Task to carry out: Exact copies of all the lines below are required.

Given data:

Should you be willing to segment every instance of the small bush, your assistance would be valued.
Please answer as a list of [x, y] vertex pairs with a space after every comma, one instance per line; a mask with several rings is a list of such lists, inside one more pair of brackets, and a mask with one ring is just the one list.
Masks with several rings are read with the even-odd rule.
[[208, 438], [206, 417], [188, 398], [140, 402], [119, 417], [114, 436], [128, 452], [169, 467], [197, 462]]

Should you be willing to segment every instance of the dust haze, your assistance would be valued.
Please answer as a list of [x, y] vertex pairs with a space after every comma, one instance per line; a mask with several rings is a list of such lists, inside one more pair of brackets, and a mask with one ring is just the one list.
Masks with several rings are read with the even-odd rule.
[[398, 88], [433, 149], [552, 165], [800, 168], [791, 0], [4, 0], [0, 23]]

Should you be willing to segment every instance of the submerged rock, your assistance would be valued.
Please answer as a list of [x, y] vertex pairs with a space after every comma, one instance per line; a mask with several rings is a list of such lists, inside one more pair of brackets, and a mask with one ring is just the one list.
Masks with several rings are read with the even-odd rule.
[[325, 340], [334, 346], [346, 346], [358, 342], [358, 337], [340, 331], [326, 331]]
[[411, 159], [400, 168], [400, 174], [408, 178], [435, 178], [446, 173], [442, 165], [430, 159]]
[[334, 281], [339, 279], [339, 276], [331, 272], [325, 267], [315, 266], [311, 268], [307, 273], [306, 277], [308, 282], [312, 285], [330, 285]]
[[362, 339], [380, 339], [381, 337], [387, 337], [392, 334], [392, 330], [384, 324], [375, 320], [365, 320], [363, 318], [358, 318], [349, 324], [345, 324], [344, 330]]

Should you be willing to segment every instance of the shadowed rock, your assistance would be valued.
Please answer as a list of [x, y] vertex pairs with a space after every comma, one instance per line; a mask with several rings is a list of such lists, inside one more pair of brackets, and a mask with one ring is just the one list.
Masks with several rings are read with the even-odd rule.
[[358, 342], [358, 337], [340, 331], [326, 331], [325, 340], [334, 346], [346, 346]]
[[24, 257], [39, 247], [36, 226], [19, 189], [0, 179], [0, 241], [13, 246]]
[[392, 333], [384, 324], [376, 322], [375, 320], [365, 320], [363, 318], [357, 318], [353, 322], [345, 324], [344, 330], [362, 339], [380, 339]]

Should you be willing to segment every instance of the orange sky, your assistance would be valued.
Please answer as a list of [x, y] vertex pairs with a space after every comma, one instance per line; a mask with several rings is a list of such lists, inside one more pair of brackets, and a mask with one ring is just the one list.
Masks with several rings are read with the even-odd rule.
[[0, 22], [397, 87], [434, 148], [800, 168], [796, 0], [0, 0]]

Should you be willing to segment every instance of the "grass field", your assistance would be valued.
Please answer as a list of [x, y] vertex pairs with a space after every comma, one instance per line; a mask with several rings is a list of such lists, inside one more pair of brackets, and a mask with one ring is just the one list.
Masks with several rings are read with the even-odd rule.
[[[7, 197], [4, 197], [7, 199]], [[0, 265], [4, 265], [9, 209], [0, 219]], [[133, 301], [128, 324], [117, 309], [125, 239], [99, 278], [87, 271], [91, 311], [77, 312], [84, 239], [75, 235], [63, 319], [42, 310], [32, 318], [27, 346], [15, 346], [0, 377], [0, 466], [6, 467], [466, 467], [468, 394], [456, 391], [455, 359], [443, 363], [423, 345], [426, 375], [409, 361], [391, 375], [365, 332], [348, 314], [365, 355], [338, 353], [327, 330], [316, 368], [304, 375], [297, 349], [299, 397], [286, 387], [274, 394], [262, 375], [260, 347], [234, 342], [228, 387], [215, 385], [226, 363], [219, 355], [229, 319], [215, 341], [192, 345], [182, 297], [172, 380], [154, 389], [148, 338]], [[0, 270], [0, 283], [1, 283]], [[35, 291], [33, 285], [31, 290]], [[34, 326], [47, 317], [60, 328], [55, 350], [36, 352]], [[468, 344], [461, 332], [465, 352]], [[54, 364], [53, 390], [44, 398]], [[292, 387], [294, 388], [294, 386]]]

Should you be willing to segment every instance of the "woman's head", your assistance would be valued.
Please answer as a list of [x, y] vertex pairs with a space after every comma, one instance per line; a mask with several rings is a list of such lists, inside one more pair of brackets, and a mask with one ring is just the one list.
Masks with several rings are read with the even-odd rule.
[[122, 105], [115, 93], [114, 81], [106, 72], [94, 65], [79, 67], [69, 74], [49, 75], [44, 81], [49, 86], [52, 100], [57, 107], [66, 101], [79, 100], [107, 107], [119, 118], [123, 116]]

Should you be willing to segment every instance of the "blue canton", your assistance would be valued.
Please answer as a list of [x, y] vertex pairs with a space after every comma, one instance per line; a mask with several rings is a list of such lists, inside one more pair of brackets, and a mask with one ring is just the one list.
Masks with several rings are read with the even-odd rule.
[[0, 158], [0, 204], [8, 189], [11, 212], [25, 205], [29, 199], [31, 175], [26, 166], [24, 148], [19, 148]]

Exercise output:
Should you be willing to segment every instance of the small bush, your assistance would be valued.
Please answer as a list of [x, y] vertex pairs with a space after every comma, one instance per line; a mask with several rings is a list of such lists, inside one more pair of brackets, and a mask with one ring is just the one list.
Masks with several rings are read with the even-odd rule.
[[208, 438], [206, 417], [188, 398], [140, 402], [119, 417], [114, 436], [128, 452], [169, 467], [197, 462]]

Should you be willing to segment every instance of the dust haze, your assistance would be valued.
Please answer as a list of [x, y] vertex pairs with a space after every comma, one instance per line; a mask with several rings is a list of such lists, inside one more pair of brackets, and a mask with one ring is just the one list.
Masks with several rings are read with the even-odd rule.
[[398, 88], [433, 149], [552, 165], [800, 168], [791, 0], [4, 0], [0, 23]]

Should you be willing to segment every instance of the submerged rock, your assistance would be valued.
Please answer as a list of [x, y] vertex pairs with a space after every comma, one instance per line; a mask with several rings is a list of such lists, inside one more pair of brackets, and a mask with one ring is just the one list.
Masks with several rings are read with the even-odd rule.
[[325, 340], [334, 346], [346, 346], [358, 342], [358, 337], [340, 331], [326, 331]]
[[411, 159], [400, 168], [400, 174], [408, 178], [435, 178], [446, 173], [442, 165], [430, 159]]
[[334, 281], [339, 279], [339, 276], [331, 272], [325, 267], [315, 266], [311, 268], [307, 273], [306, 277], [308, 282], [312, 285], [330, 285]]
[[362, 339], [380, 339], [381, 337], [387, 337], [392, 334], [392, 330], [384, 324], [375, 320], [365, 320], [363, 318], [358, 318], [349, 324], [345, 324], [344, 330]]

Should you be willing to segment every instance of the shadowed rock, your assistance would be valued.
Please answer as a list of [x, y] vertex pairs with a space after every comma, one instance per line; a mask with several rings is a list of such lists, inside one more pair of brackets, and a mask with one ring is just the one list.
Masks with several rings are read with the even-odd rule.
[[358, 342], [358, 337], [340, 331], [326, 331], [325, 340], [334, 346], [346, 346]]
[[24, 257], [39, 247], [36, 226], [19, 189], [0, 179], [0, 241], [13, 246]]
[[392, 333], [384, 324], [376, 322], [375, 320], [365, 320], [363, 318], [357, 318], [353, 322], [345, 324], [344, 330], [362, 339], [380, 339]]

Should you be willing to segment every instance of the orange sky, your assistance would be valued.
Please answer as a list of [x, y] vertex pairs with a space after every comma, one instance per line; a mask with several rings is a list of such lists, inside one more pair of brackets, and a mask with one ring is just the one list.
Masks with several rings are read with the even-odd rule.
[[0, 22], [397, 87], [434, 148], [800, 168], [796, 0], [0, 0]]

Should you be willing to segment every instance of the "grass field", your assistance would be valued.
Please answer as a list of [x, y] vertex pairs with a space after every comma, one instance per line; a mask with several rings is a list of such lists, inside one more pair of brackets, and a mask with one ring is just the one list.
Masks with several rings are read with the even-odd rule.
[[[7, 197], [4, 197], [7, 199]], [[0, 265], [4, 265], [9, 209], [0, 219]], [[133, 301], [128, 324], [117, 309], [125, 239], [99, 278], [87, 271], [91, 311], [77, 312], [84, 239], [75, 235], [63, 319], [42, 310], [32, 318], [27, 346], [15, 346], [0, 377], [0, 466], [6, 467], [466, 467], [468, 394], [456, 391], [455, 359], [443, 363], [423, 345], [426, 375], [409, 361], [391, 375], [365, 332], [348, 314], [365, 355], [338, 353], [327, 330], [316, 368], [304, 375], [297, 349], [299, 397], [286, 387], [274, 394], [262, 375], [260, 347], [234, 342], [228, 387], [215, 385], [226, 363], [219, 355], [229, 319], [215, 341], [192, 345], [182, 297], [172, 380], [154, 389], [148, 338]], [[0, 270], [0, 283], [1, 283]], [[35, 291], [33, 285], [31, 290]], [[34, 326], [47, 317], [60, 328], [55, 350], [36, 352]], [[468, 344], [461, 332], [465, 352]], [[54, 364], [53, 390], [44, 398]], [[292, 387], [294, 388], [294, 386]]]

Should you be willing to segment every instance of the "woman's head", your assistance would be valued.
Please answer as a list of [x, y] vertex pairs with a space after every comma, one instance per line; a mask with several rings is a list of such lists, inside one more pair of brackets, and a mask with one ring is just the one list.
Masks with several rings are read with the even-odd rule.
[[122, 105], [115, 93], [114, 81], [106, 72], [94, 65], [79, 67], [69, 74], [49, 75], [44, 81], [49, 86], [52, 100], [57, 107], [66, 101], [79, 100], [107, 107], [119, 118], [123, 116]]

Should you be willing to segment every instance of the "blue canton", your assistance would be valued.
Please answer as a list of [x, y] vertex pairs with a space after every comma, one instance per line; a mask with several rings is a list of such lists, inside one more pair of brackets, and a mask with one ring is just the one list.
Masks with several rings are read with the even-odd rule.
[[0, 158], [0, 204], [8, 189], [11, 212], [25, 205], [29, 199], [31, 175], [26, 166], [24, 148], [19, 148]]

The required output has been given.